▸ **TASK GOAL**
The entries should be written out again exactly as they read.

▸ **SOURCE MATERIAL**
━━━━━━━━━━━━━━━━━━━━

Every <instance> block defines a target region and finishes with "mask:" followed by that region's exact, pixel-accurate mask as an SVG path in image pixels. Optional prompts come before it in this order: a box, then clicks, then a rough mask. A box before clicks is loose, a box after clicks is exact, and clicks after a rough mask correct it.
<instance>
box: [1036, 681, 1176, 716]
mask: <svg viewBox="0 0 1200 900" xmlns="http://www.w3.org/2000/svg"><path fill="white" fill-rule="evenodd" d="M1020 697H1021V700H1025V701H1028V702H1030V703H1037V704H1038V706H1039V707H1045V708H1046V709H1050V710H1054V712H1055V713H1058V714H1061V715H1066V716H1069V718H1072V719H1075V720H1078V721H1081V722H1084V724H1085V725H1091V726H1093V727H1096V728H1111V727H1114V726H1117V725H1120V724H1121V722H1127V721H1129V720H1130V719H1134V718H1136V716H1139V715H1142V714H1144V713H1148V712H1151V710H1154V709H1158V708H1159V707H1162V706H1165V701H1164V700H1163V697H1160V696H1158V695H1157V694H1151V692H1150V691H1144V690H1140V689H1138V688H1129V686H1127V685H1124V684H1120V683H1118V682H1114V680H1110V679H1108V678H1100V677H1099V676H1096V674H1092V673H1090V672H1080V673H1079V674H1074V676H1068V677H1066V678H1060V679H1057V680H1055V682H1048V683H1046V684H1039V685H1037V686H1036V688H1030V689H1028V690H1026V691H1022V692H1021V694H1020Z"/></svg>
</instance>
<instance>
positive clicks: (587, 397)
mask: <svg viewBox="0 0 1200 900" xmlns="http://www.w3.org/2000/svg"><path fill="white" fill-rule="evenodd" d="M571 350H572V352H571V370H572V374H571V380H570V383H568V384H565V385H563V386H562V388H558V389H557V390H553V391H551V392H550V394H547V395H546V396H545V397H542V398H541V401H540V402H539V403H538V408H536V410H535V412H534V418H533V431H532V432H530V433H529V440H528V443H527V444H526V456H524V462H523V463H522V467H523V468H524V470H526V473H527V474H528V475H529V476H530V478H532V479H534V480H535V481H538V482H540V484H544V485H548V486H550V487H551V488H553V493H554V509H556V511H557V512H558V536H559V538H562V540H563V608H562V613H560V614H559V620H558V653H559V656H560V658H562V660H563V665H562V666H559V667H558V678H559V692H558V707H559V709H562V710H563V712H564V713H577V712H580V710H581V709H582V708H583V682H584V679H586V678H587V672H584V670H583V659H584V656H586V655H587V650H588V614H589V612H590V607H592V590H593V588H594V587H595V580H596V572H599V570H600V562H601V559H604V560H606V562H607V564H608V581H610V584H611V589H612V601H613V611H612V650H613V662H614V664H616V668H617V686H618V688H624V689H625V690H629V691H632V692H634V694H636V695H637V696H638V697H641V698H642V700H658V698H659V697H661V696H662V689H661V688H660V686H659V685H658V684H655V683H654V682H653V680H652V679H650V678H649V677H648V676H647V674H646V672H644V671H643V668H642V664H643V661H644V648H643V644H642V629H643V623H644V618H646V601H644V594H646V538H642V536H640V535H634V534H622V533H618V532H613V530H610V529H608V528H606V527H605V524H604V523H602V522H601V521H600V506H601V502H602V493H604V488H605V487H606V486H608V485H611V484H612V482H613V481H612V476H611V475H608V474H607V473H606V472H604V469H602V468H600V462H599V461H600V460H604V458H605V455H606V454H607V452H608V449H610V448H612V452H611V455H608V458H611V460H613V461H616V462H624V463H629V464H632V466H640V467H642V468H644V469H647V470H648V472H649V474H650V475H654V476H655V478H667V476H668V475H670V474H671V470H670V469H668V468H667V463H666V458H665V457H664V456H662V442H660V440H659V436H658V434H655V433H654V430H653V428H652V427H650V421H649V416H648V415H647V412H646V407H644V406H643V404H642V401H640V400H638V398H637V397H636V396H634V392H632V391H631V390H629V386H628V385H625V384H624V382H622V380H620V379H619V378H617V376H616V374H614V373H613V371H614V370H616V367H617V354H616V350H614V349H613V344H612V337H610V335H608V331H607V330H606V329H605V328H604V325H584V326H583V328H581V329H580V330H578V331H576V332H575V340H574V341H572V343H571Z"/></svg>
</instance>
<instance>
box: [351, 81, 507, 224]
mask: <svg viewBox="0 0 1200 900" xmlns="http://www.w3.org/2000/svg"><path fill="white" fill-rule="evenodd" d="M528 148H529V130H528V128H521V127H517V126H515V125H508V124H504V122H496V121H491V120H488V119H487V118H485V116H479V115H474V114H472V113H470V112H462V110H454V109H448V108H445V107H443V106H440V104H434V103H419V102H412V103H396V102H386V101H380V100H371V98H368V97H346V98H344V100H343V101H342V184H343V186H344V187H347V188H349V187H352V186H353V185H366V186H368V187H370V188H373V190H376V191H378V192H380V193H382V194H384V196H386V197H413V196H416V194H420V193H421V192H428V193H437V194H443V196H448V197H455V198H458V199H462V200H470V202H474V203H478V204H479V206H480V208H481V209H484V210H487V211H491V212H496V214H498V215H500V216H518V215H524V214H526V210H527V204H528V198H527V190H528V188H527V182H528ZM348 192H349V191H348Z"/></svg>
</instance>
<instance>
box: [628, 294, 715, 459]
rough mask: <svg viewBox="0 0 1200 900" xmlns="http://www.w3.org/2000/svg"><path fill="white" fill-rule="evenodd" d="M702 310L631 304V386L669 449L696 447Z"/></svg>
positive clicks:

━━━━━━━━━━━━━━━━━━━━

▸ **THE COMPLETED TASK**
Every <instance> block defines a target region and finishes with "mask:" followed by that region's exact, pixel-accurate mask as an SVG path in image pixels. Optional prompts come before it in this order: a box, then clicks, then a rough mask. A box before clicks is loose, a box after clicks is exact, and clicks after a rough mask correct it.
<instance>
box: [1036, 681, 1176, 716]
mask: <svg viewBox="0 0 1200 900" xmlns="http://www.w3.org/2000/svg"><path fill="white" fill-rule="evenodd" d="M1020 697H1021V700H1025V701H1028V702H1030V703H1037V704H1038V706H1039V707H1045V708H1046V709H1050V710H1054V712H1055V713H1058V714H1061V715H1066V716H1069V718H1072V719H1075V720H1078V721H1081V722H1084V724H1085V725H1091V726H1093V727H1096V728H1111V727H1114V726H1117V725H1120V724H1121V722H1127V721H1129V720H1130V719H1134V718H1136V716H1139V715H1142V714H1144V713H1148V712H1151V710H1154V709H1158V708H1159V707H1162V706H1165V701H1164V700H1163V697H1160V696H1158V695H1157V694H1151V692H1150V691H1144V690H1140V689H1138V688H1129V686H1127V685H1124V684H1120V683H1118V682H1114V680H1110V679H1108V678H1100V677H1099V676H1096V674H1092V673H1090V672H1080V673H1079V674H1074V676H1068V677H1066V678H1060V679H1057V680H1055V682H1048V683H1046V684H1039V685H1037V686H1036V688H1030V689H1028V690H1026V691H1022V692H1021V694H1020Z"/></svg>
</instance>
<instance>
positive clicks: (587, 397)
mask: <svg viewBox="0 0 1200 900" xmlns="http://www.w3.org/2000/svg"><path fill="white" fill-rule="evenodd" d="M571 350H572V352H571V370H572V374H571V380H570V383H568V384H565V385H563V386H562V388H558V389H557V390H553V391H551V392H550V394H547V395H546V396H545V397H542V398H541V401H540V402H539V403H538V408H536V410H535V412H534V418H533V431H532V432H530V433H529V440H528V443H527V444H526V456H524V462H523V463H522V467H523V468H524V470H526V473H527V474H528V475H529V476H530V478H532V479H534V480H535V481H538V482H540V484H544V485H548V486H550V487H551V488H553V493H554V509H556V511H557V512H558V536H559V538H562V540H563V608H562V613H560V614H559V620H558V653H559V656H560V658H562V660H563V665H562V666H559V667H558V678H559V692H558V707H559V709H562V710H563V712H564V713H577V712H580V710H581V709H582V708H583V682H584V679H586V678H587V672H584V670H583V659H584V656H586V655H587V650H588V614H589V612H590V607H592V590H593V588H594V587H595V580H596V572H599V570H600V562H601V559H604V560H606V562H607V564H608V581H610V584H611V589H612V601H613V611H612V650H613V662H614V664H616V668H617V686H618V688H624V689H625V690H629V691H632V692H634V694H636V695H637V696H638V697H641V698H642V700H658V698H659V697H661V696H662V689H661V688H660V686H659V685H658V684H655V683H654V682H653V680H652V679H650V678H649V677H648V676H647V674H646V672H644V671H643V668H642V664H643V661H644V648H643V644H642V629H643V623H644V618H646V601H644V594H646V538H642V536H640V535H634V534H622V533H618V532H613V530H610V529H608V528H606V527H605V524H604V523H602V522H601V521H600V506H601V502H602V493H604V488H605V487H606V486H608V485H611V484H612V482H613V481H612V476H611V475H608V474H607V473H606V472H604V469H602V468H600V462H599V461H600V460H604V458H605V455H606V454H607V452H608V449H610V448H612V452H611V455H608V458H611V460H613V461H616V462H624V463H629V464H632V466H640V467H642V468H644V469H647V470H648V472H649V474H650V475H654V476H655V478H667V476H668V475H670V474H671V470H670V469H668V468H667V463H666V458H665V457H664V456H662V442H660V440H659V436H658V434H655V433H654V430H653V428H652V427H650V421H649V416H648V415H647V412H646V407H644V406H643V404H642V401H640V400H638V398H637V397H636V396H634V392H632V391H631V390H629V386H628V385H625V384H624V382H622V380H620V379H619V378H617V376H616V374H614V373H613V371H614V370H616V367H617V354H616V350H614V349H613V344H612V337H610V335H608V331H607V330H606V329H605V328H604V325H584V326H583V328H581V329H580V330H578V331H576V332H575V340H574V341H572V343H571Z"/></svg>
</instance>
<instance>
box: [351, 81, 507, 224]
mask: <svg viewBox="0 0 1200 900" xmlns="http://www.w3.org/2000/svg"><path fill="white" fill-rule="evenodd" d="M528 148H529V130H528V128H521V127H517V126H515V125H508V124H504V122H496V121H491V120H488V119H487V118H485V116H479V115H474V114H472V113H470V112H462V110H454V109H448V108H445V107H443V106H440V104H434V103H419V102H412V103H396V102H386V101H380V100H371V98H368V97H346V98H344V100H343V101H342V184H343V186H344V187H347V188H349V187H352V186H353V185H366V186H368V187H370V188H373V190H376V191H378V192H380V193H382V194H384V196H386V197H413V196H416V194H420V193H421V192H428V193H437V194H443V196H448V197H455V198H458V199H462V200H470V202H474V203H478V204H479V206H480V208H481V209H484V210H487V211H491V212H496V214H498V215H500V216H518V215H524V214H526V210H527V204H528V198H527V190H528V188H527V182H528ZM348 192H349V191H348Z"/></svg>
</instance>
<instance>
box: [628, 294, 715, 459]
rough mask: <svg viewBox="0 0 1200 900" xmlns="http://www.w3.org/2000/svg"><path fill="white" fill-rule="evenodd" d="M702 310L631 304V386L669 449L696 447Z"/></svg>
positive clicks:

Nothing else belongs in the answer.